··· GIVEN PASSAGE ···

Why Multi Window Multi Burn Rate SLO Alerting Sucks!
Service Level Objectives (SLOs) are great! Alerts based on SLOs are great! Alerts based on SLOs promise to reduce noise by only alerting on true service degradations, reducing noise and alert fatigue. Everyone uses the multi-window multi-burn-rate (MWMB) method for defining SLO alerts, because Google recommends it. But now that I've seen how this alert behaves in the real world, I think it's an overcomplicated mess with too many moving parts that interact in confusing ways to create alert spam that is hard to explain. Simply removing some of these moving parts can improve your on-call experience.
Why SLO Alerting?
Let's recap the basics! I have a web service Foo which my users depend on. My users are cranky, impatient, and will have a meltdown if a request to Foo takes more than 300ms. I can handle a handful of users in full meltdown, but I will have a real problem if more than 0.1% of my users have a meltdown. I must therefore always track how close I am to this scenario.
This is not difficult with SLOs. I simply record the latency of each request and count how many requests take more than 300ms. My users have short attention spans and completely forget anything that happened more than 30 days ago. For this reason, I record requests over a 30-day rolling window. In SLO terms, this means I have a budget of 0.1% slow requests over the last 30 days. Every slow request burns a little bit of that budget. The speed at which I'm burning through my budget is the burn rate, where a burn rate of 1 means that I am on track to deplete my budget at the end of the 30 day period. If I can act quickly to ensure that I never deplete my budget, then I will always have a manageable number of cranky users.
But how could I possibly ensure this?! My Foo service is a hideously complicated spaghetti monolith that knows my schedule in intricate detail, and plots to fail precisely when I am least likely to be paying attention, and fails in ways that I am least likely to notice. I can set up alerts on every metric that moves, alerts on CPU utilization, packet loss, too many pending k8s pods, disk failures, but Foo service, in its machinations, will always devise a new, more cunning, way to fail. By the time I notice, it will be too late. Budget: depleted. Users: cranky.
What if this could all be resolved with a single alert? One alert that could catch all failures. One alert that could never be a false positive. One alert that doesn't need to change when implementation details of Foo are changed. SLO based alerting promises precisely this. If I alert on the symptom that I care about, rather than all the possible causes of that symptom, then I can be sure that I notified when that symptom arises. The question that remains is how do I define an alert on an SLO?
Multi Window Multi Burn Rate Alerting
Luckily, Google already has the answers. If you haven't, go read Alerting on SLOs from chapter 5 of the Google SRE Book. It's great, and nothing I say will make any sense if you haven't read it. But I will restate Google's final and recommended solution for SLO alerting for your convenience.
Google are interested in optimizing 4 things:
- Precision: Alerts should only fire for real issues. No false positives!
- Recall: Real issues should cause alerts to fire. Don't miss issues!
- Detection time: Alerts should fire quickly after a real issue begins.
- Reset time: Alerts should quickly resolve after an issue has resolved.
Take a moment to appreciate that these 4 goals are in conflict. If I'm worried about an alert potentially missing issues, I can reduce alerting thresholds. But, this will make the alert noisier and increase the number of false positives. Conversely, I can reduce false positives by increasing the alerting threshold, but this could increase detection time or lead to missed issues.

···

EXERCISES TO COMPLETE —
• a. According to the SLO alerting article, why is the count of slow requests kept over a 30-day rolling window?
• b. In the SLO alerting article, how long can a request to Foo take before users have a meltdown?
• c. Reproduce the SLO alerting article from "What if this" to "alert on an SLO?", changing "symptom" to "signal".
The listing that comes next is separate material with no connection to the SLO alerting article.

··· SOURCE MATERIAL ···

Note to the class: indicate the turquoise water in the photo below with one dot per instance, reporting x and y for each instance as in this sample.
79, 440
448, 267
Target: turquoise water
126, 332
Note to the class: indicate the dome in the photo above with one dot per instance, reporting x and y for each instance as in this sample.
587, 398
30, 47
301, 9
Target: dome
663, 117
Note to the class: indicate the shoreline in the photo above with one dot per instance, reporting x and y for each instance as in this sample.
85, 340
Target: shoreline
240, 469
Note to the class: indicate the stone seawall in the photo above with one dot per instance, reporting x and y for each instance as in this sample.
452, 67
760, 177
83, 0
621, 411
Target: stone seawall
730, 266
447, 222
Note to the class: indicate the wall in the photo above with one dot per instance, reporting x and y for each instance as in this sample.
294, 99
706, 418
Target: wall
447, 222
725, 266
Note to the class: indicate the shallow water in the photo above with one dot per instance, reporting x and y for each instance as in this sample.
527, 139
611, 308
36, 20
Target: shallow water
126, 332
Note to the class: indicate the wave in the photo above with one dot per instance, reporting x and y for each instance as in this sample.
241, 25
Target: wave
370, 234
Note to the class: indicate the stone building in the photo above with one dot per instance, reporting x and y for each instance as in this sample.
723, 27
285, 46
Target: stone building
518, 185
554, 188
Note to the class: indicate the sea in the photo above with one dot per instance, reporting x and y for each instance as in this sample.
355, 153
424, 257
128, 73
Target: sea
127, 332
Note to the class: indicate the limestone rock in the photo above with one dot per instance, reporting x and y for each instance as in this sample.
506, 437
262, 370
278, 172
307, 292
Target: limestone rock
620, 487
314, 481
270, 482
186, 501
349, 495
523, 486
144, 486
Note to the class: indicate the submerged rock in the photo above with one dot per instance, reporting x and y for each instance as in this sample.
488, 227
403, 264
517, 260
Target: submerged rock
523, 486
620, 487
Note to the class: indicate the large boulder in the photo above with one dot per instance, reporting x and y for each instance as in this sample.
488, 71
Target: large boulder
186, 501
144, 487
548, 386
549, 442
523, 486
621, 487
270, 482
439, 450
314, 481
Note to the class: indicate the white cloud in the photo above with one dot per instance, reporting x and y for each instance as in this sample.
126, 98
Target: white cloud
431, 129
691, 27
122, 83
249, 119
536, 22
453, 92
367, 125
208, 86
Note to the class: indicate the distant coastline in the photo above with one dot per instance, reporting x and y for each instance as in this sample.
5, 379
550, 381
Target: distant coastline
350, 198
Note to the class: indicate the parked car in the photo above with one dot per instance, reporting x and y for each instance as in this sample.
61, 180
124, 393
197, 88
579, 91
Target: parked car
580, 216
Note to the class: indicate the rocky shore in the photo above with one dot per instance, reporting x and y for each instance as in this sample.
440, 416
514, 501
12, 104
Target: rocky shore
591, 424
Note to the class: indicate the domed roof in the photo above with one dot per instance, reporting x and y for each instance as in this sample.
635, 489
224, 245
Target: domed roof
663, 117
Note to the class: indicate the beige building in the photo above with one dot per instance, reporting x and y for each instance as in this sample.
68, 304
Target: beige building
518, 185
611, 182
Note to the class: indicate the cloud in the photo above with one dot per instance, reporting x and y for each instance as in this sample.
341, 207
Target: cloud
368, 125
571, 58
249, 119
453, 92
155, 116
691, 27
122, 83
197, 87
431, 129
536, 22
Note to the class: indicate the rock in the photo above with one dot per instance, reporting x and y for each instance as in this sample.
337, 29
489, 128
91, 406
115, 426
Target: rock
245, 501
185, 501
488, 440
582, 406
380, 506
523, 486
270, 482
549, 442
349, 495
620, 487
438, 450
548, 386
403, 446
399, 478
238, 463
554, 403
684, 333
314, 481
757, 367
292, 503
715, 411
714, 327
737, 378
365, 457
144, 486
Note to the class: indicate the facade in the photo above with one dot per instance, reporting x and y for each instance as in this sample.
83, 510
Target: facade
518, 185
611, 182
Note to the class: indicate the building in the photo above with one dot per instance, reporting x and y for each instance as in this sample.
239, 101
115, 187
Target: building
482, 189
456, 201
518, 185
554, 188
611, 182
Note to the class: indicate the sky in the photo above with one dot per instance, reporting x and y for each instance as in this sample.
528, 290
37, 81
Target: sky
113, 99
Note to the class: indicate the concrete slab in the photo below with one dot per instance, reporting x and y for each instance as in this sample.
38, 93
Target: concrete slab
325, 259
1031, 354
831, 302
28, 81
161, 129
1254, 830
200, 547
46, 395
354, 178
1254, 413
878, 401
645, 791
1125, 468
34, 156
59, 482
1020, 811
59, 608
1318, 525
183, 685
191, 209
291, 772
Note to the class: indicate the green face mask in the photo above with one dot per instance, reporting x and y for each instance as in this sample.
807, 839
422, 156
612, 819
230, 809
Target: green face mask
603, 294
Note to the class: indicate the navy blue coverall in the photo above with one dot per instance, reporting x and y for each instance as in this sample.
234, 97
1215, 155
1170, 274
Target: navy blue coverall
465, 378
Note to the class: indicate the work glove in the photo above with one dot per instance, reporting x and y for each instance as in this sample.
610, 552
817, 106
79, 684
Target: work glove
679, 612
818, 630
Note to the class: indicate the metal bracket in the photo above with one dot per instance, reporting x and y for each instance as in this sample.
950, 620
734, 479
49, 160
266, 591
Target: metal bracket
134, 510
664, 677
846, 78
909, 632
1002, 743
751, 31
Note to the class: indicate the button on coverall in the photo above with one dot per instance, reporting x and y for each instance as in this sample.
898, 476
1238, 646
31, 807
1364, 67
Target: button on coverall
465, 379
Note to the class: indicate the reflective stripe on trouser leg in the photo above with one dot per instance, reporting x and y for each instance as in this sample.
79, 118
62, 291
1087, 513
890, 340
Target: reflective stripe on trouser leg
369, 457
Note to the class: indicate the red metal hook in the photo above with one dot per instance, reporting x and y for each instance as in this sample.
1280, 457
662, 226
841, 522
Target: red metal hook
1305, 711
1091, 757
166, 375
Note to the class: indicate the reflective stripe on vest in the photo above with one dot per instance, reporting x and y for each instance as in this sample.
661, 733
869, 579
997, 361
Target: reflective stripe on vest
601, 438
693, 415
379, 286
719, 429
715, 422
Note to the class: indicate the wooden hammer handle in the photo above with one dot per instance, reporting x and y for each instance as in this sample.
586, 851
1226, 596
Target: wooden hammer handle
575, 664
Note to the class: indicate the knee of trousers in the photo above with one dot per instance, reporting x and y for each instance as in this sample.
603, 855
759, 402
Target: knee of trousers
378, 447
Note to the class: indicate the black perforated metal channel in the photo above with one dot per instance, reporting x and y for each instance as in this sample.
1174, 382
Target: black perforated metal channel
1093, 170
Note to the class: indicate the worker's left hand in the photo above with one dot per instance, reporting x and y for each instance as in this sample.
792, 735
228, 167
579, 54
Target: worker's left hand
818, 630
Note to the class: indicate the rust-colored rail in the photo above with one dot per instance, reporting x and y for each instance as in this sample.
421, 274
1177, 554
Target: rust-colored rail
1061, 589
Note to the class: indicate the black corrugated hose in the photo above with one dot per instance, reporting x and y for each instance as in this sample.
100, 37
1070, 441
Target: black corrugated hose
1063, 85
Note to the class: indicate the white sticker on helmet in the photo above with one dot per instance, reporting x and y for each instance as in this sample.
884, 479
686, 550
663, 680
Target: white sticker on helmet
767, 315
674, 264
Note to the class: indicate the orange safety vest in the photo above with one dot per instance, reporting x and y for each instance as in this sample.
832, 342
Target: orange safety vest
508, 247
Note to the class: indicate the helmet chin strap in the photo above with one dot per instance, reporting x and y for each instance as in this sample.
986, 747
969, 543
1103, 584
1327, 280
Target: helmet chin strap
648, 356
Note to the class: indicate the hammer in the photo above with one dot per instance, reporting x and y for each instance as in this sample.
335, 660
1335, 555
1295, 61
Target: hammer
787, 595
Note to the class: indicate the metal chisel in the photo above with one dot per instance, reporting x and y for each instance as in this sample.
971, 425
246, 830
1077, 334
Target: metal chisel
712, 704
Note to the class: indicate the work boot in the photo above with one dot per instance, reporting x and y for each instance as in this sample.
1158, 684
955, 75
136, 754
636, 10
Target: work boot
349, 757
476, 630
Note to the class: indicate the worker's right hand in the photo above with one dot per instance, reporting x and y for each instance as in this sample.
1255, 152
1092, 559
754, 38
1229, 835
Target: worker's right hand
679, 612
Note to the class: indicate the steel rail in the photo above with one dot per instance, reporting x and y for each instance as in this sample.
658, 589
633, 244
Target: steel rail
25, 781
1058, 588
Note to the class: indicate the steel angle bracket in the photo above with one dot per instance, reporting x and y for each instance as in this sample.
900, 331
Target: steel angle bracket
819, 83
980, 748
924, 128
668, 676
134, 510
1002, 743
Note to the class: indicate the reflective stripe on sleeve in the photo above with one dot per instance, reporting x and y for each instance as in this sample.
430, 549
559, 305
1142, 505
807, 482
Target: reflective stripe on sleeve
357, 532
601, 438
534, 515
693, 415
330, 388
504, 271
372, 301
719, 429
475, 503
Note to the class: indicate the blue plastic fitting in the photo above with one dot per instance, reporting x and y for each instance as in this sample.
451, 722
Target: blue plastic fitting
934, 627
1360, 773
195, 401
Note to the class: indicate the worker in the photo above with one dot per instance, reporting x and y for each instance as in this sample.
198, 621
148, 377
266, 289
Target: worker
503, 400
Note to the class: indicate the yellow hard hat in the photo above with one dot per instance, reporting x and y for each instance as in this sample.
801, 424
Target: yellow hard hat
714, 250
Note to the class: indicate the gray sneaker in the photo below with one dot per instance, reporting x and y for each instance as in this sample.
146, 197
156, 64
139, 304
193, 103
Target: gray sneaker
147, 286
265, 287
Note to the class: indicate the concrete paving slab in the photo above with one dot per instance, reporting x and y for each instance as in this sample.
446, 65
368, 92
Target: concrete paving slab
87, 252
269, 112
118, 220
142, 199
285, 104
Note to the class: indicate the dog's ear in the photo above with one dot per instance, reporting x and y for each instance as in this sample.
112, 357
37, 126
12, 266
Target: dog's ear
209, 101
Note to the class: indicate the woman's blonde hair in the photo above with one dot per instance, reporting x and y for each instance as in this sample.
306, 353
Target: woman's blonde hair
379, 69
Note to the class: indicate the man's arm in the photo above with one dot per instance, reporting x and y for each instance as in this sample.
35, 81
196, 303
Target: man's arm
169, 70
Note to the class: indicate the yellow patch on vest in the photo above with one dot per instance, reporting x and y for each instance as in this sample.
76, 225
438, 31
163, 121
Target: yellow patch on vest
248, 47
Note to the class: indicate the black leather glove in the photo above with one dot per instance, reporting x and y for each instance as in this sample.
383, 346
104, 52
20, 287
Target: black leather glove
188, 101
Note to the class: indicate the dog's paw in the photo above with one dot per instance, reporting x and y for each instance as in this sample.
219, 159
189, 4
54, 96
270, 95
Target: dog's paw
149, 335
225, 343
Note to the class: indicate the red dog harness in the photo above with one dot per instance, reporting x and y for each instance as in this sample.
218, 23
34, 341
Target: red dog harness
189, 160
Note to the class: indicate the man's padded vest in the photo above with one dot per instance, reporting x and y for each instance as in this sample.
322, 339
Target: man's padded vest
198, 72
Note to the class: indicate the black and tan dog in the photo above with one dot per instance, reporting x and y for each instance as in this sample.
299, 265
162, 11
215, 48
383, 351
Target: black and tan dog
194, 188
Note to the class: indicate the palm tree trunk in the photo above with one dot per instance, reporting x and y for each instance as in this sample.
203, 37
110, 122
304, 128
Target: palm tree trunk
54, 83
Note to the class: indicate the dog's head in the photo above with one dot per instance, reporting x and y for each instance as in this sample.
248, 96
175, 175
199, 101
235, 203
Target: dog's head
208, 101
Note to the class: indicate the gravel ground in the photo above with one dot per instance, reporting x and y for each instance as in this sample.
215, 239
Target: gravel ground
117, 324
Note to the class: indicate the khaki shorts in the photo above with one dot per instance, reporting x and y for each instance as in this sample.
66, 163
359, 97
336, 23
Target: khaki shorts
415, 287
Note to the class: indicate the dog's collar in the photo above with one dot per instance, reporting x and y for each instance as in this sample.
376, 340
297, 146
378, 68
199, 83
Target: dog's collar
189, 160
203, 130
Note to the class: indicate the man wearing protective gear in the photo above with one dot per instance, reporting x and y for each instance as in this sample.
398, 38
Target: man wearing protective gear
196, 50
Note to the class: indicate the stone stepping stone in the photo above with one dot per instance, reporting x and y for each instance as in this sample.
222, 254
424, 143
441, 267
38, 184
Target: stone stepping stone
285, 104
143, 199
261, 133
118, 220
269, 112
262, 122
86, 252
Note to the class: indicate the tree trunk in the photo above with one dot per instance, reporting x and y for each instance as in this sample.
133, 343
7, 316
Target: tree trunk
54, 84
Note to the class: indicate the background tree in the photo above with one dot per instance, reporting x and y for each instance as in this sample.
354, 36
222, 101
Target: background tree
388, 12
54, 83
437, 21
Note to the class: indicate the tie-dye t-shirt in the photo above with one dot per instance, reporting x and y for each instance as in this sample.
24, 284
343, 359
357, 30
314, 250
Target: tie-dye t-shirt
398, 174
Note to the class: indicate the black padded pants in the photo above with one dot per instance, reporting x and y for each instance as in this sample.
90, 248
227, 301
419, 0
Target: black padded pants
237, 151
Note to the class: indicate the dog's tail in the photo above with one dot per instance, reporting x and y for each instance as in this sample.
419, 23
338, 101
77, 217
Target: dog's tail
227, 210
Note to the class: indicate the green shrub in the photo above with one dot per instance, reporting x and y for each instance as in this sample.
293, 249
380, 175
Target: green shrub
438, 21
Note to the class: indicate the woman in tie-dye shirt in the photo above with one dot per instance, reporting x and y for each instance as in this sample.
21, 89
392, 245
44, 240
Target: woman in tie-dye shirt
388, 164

···

RESPONSES FOR EACH TASK —
• a. The users of the Foo service have short attention spans and forget anything that happened more than 30 days ago. For that reason, requests are recorded over a 30-day rolling window.

• b. No more than 300ms. A request that takes longer causes a meltdown.

• c.
What if this could all be resolved with a single alert? One alert that could catch all failures. One alert that could never be a false positive. One alert that doesn't need to change when implementation details of Foo are changed. SLO based alerting promises precisely this. If I alert on the signal that I care about, rather than all the possible causes of that signal, then I can be sure that I notified when that signal arises. The question that remains is how do I define an alert on an SLO?